- [Lerntext]:
Payment Service Provider wie Computop übernehmen die vollständige technische Abwicklung verschiedener Zahlarten und die Anbindung eines Webshops an Zahlungssysteme über das Internet. Die übermittelten Daten an Banken, Kreditkartenorganisationen und andere Partner im Zahlungsverkehr werden seit Jahren durch hochentwickelte Sicherheitsstandards geschützt, um die Sicherheit sensibler Geschäftsinformationen zu wahren. Jährlich stattfindende Zertifizierungen gewährleisten die kontinuierliche Informationssicherheit.
Die heute hochkomplexen asymmetrischen kryptografischen Verschlüsselungen, wie das RSA-Verfahrenkönnen mit einer transistorbasierten Technologie erst nach Jahren entschlüsselt werden und werden daher zur sicheren Datenübertragung eingesetzt. Das RSA-Verfahren basiert auf einem Schlüsselpaar aus einem öffentlichen Schlüssel zum Verschlüsseln und einem privaten Schlüssel zum Entschlüsseln. Ein Quantencomputer kann dieses Verfahren jedoch innerhalb weniger Tage dechiffrieren, womit das Risiko der ungewollten Datenentschlüsselung massiv steigt.
Infolge des gestiegenen Risikos hat Computop bereits eine Verlängerung von 2.048 auf 4.096 Zeichen vorgenommen, um die Entschlüsselung zu erschweren. Doch die Anpassung dieses Sicherheitsstandards reicht allein nicht aus. Das gesamte System muss kryptoagil, also flexibel und anpassungsfähig sein, um schnell auf mögliche Schwachstellen reagieren zu können. Zudem muss eine Erweiterung des kryptographischen Verfahrens entlang der gesamten Prozesskette möglich sein.
Unternehmen müssen sich mit der Bedrohung durch Quantencomputer auseinandersetzen. Der Schlüssel zum Schutz vor dieser Bedrohung liegt in der Vorbereitung und Zusammenarbeit von Zahlungsdienstleistern, dem Finanzsektor und der IT-Branche. Da die Neuprogrammierung von Software zeitaufwendig und die Entwicklung neuer Schnittstellen ein komplexer Vorgang ist, außerdem Hardware-Sicherheitsmodule neu aufgerüstet werden müssen, bedarf es einer intensiven Zusammenarbeit über die nächsten Jahre hinweg. Unternehmen, die sich jetzt nicht damit auseinandersetzen, laufen Gefahr, dass Hacker, ausländische Geheimdienste, konkurrierende Unternehmen, aber auch Wirtschaftskriminelle ihre Daten stehlen und mithilfe der neuen leistungsfähigen Technologie dechiffrieren.

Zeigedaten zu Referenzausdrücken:
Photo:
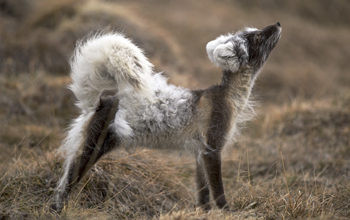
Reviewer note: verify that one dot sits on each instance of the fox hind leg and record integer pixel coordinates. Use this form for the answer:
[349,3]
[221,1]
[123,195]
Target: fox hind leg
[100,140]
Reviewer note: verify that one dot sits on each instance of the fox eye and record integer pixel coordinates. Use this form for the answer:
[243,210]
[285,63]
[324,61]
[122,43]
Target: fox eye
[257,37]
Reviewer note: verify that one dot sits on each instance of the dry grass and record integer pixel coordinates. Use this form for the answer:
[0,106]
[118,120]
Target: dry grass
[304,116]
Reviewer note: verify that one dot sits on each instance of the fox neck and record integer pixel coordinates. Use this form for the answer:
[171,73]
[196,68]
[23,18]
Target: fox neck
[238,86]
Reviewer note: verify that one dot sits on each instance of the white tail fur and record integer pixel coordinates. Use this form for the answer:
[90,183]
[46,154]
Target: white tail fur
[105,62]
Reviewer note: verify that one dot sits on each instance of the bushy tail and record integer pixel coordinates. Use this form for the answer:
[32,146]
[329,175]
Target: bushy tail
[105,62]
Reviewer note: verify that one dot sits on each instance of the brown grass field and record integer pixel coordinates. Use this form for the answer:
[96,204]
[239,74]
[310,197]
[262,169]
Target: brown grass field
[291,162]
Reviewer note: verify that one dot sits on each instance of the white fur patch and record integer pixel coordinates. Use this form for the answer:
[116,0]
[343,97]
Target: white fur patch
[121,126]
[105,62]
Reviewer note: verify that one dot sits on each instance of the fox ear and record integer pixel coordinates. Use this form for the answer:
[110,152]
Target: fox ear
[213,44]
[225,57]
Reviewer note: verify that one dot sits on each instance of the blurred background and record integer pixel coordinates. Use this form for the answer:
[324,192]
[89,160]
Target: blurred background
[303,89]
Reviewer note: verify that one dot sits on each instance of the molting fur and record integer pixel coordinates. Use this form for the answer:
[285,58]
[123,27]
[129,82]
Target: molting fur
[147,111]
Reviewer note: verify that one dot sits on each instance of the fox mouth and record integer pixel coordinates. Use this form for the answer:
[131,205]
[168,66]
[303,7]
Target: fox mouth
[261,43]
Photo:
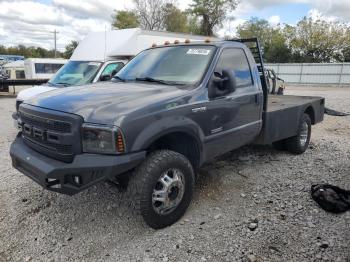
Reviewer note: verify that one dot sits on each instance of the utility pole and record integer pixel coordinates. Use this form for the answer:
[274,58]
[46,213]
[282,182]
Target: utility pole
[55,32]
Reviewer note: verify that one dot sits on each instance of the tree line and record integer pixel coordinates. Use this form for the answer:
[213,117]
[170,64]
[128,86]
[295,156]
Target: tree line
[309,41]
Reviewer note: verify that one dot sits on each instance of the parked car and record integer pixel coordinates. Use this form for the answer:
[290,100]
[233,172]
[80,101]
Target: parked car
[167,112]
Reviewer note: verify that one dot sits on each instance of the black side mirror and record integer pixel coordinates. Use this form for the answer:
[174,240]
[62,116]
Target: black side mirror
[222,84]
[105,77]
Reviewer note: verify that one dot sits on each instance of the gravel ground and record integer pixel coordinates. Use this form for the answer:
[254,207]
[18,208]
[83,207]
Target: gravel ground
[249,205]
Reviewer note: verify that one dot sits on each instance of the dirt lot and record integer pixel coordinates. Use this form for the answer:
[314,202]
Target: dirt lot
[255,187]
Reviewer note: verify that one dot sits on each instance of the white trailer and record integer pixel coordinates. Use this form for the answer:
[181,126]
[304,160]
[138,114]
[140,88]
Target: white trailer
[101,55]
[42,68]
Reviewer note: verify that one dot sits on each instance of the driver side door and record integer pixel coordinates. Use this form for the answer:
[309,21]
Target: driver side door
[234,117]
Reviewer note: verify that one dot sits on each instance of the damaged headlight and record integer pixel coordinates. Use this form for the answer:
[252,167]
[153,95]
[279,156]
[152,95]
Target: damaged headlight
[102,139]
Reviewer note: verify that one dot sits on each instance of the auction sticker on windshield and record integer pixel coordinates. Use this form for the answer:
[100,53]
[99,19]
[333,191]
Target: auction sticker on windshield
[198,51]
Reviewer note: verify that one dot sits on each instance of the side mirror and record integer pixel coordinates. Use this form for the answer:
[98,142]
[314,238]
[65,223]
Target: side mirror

- [Deine Aufgabe]:
Bitte führe den Text über Quantencomputer und die Sicherheit im Zahlungsverkehr nach seinem letzten Satz weiter. Für die Arbeit mit dem Text braucht man die Zeilen nicht.

- [Gelöste Aufgabe]:
Ebenso wie die Bedrohungen durch immer leistungsfähigere Technologien und Methoden steigen, geht die Entwicklung von hochinnovativen Sicherheitsmechanismen und Abwehrmaßnahmen mit hohem Tempo voran. Ein Beispiel ist die Token-Technologie. Dieses Verfahren sichert die Informationen durch die Verwendung von Zufallswerten und ist dabei besonders sicher. Token sind häufig transaktions- und gerätegebunden, d. h. sie gelten nur für einen einmaligen Zahlungsvorgang; würde ein Quantencomputer einen bereits benutzten Token entschlüsseln, könnte er dadurch lediglich Rückschlüsse auf die letzte Transaktion bekommen. Im Rahmen der Token-Technologie greifen bei jeder Transaktion weitere Sicherheitsmaßnahmen, damit Zahlungen nur vom rechtmäßigen Inhaber der jeweiligen Karte vorgenommen werden können.
IT-Technologen, Zahlungsdienstleister und die Finanzwirtschaft arbeiten sowohl an der Verfeinerung bestehender als auch der Entwicklung neuer Sicherheitsstandards, sodass, trotz des immer breiter zugänglichen Quantencomputings im Cybercrime-Kosmos, auch künftig das Vertrauen in die Sicherheit des Zahlungsverkehrs erhalten bleibt.